Available data →

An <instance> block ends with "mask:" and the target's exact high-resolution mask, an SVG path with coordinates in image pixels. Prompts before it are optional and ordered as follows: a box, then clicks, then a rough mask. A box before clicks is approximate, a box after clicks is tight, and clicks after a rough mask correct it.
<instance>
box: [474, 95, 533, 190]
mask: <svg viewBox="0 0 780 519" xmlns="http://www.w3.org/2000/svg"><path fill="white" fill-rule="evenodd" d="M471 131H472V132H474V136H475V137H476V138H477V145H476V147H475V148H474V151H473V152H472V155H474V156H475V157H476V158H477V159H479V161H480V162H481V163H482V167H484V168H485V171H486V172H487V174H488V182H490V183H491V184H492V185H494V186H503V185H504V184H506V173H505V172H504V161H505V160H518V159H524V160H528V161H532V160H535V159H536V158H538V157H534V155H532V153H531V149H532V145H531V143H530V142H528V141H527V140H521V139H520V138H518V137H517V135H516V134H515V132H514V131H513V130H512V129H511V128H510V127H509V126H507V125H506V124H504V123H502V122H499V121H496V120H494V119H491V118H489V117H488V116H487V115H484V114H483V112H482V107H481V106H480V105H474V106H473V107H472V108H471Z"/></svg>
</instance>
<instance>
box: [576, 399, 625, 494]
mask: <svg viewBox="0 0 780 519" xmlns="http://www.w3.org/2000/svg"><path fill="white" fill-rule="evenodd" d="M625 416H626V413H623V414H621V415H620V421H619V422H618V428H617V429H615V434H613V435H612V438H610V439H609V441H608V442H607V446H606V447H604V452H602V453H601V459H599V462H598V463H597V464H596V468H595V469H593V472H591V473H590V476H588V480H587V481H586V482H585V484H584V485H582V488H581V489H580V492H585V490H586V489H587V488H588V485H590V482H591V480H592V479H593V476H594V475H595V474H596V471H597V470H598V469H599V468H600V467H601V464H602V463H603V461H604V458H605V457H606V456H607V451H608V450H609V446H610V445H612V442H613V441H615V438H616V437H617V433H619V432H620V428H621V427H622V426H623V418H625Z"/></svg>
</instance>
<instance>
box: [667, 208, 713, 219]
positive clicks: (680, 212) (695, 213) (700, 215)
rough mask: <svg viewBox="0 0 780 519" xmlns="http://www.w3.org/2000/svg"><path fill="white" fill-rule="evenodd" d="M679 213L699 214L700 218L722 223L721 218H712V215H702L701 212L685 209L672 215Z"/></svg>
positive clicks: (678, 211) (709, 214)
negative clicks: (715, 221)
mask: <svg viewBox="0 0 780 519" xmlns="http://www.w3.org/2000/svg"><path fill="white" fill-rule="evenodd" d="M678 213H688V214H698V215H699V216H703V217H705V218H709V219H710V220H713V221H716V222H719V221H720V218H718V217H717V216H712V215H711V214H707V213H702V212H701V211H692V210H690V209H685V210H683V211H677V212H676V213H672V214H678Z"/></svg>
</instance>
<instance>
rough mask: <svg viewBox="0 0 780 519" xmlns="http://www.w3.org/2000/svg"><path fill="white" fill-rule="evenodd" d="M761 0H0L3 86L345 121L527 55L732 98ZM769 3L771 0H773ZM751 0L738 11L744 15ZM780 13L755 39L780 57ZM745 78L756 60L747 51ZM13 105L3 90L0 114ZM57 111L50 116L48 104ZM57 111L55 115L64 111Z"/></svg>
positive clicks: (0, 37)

Exercise prompt → Tally the lines of the material above that contain the string "positive", and give only the number.

Answer space → 3